Put every line of the entries below into a JSON list of strings, one string per line, and leave out any blank lines.

[Begin Input for this task]

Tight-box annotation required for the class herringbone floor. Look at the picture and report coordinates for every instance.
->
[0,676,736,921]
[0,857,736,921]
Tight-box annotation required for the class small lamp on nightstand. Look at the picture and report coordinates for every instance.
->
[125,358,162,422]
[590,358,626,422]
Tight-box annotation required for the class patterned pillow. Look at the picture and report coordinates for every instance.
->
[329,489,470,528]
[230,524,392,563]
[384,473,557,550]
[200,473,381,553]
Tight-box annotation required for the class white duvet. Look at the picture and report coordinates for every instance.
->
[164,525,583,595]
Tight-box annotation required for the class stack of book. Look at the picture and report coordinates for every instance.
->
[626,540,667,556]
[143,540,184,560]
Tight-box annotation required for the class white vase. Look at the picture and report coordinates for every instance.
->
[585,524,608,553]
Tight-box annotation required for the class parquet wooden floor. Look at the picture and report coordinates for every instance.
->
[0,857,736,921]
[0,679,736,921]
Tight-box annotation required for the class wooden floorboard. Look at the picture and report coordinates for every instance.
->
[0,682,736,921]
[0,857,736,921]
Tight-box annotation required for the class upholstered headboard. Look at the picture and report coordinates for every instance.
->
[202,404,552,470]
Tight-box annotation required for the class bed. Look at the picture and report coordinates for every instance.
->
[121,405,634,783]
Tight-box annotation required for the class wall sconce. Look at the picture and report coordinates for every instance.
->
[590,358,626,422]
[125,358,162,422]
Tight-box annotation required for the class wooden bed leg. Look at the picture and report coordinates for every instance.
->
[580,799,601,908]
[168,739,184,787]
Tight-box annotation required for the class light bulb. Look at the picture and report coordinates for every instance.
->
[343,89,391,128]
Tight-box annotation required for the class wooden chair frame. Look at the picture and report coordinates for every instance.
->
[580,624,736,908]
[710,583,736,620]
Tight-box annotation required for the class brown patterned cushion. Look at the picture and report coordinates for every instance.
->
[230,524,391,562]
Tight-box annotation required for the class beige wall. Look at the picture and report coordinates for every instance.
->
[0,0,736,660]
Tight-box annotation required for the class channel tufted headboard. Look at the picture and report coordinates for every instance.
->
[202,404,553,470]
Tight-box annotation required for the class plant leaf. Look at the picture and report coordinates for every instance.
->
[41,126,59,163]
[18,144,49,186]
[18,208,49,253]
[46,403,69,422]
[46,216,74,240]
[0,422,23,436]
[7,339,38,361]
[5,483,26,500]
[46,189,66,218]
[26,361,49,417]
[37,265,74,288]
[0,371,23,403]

[End Input for this task]

# [Exercise result]
[
  "Tight-box annotation required for the class herringbone floor. Look at the picture and report coordinates for every instance.",
  "->",
  "[0,676,736,921]",
  "[0,857,736,921]",
  "Tight-box annotation required for the class small lamp on nightstand. Look at the picture and report coordinates for every instance.",
  "->",
  "[125,358,162,422]",
  "[590,358,626,422]",
  "Tight-box annotation required for the class patterned pillow. Look at the picture and report coordinates for every instance.",
  "->",
  "[329,489,470,528]",
  "[230,524,392,563]",
  "[384,473,557,550]",
  "[200,473,381,553]",
  "Tight-box annotation required for the class white duvet. Look at the picture and report coordinates for every instance.",
  "->",
  "[164,525,583,595]",
  "Tight-box annotation required for the class stack of book. Look at the picture and report coordinates for every instance.",
  "->",
  "[626,540,667,556]",
  "[143,540,184,560]",
  "Tight-box annotation required for the class white vase. Look at the picture and report coordinates for every instance.",
  "->",
  "[585,524,608,553]",
  "Tight-box annotation required for the class parquet wooden floor. Look at the picture and report coordinates for every instance.",
  "->",
  "[0,857,736,921]",
  "[0,679,736,921]",
  "Tight-box annotation required for the class wooden floorboard. Look at the picture and report coordinates for every instance.",
  "->",
  "[0,682,736,921]",
  "[0,857,736,921]",
  "Tight-box annotation required for the class upholstered headboard. Look at the picture and report coordinates for every instance.",
  "->",
  "[202,404,552,470]",
  "Tight-box annotation required for the class bed. Look at the picture and report coordinates for every instance.",
  "->",
  "[121,405,634,783]",
  "Tight-box annotation required for the class wall sconce. Look at the picture and report coordinates for every instance.",
  "->",
  "[590,358,626,422]",
  "[125,358,162,422]",
  "Tight-box annotation required for the class wooden bed leg. Look at the picture and report coordinates for every instance.",
  "->",
  "[580,799,601,908]",
  "[168,739,184,787]",
  "Tight-box annotation required for the class light bulb. Look at the picture and report coordinates for every instance.",
  "->",
  "[343,89,391,128]",
  "Tight-box annotation required for the class wooden chair frame. Look at the picture and report coordinates for every instance.",
  "->",
  "[580,624,736,908]",
  "[710,583,736,620]",
  "Tight-box annotation required for the class brown patterned cushion. Look at the picture and report coordinates for every instance.",
  "->",
  "[230,524,391,562]",
  "Tight-box annotation required for the class beige wall. Look at the picture and report coordinates for every instance.",
  "->",
  "[0,0,736,660]",
  "Tight-box annotation required for the class channel tufted headboard. Look at the picture and report coordinates for every instance.",
  "->",
  "[202,404,553,470]",
  "Tight-box annotation required for the class plant leaf. Look at the picture and report coordinates for every instance.",
  "->",
  "[41,126,59,163]",
  "[18,144,49,186]",
  "[18,208,49,253]",
  "[46,403,69,422]",
  "[46,216,74,240]",
  "[0,422,23,436]",
  "[7,339,38,361]",
  "[5,483,26,500]",
  "[46,189,66,218]",
  "[26,361,49,417]",
  "[37,265,74,288]",
  "[0,371,23,403]"
]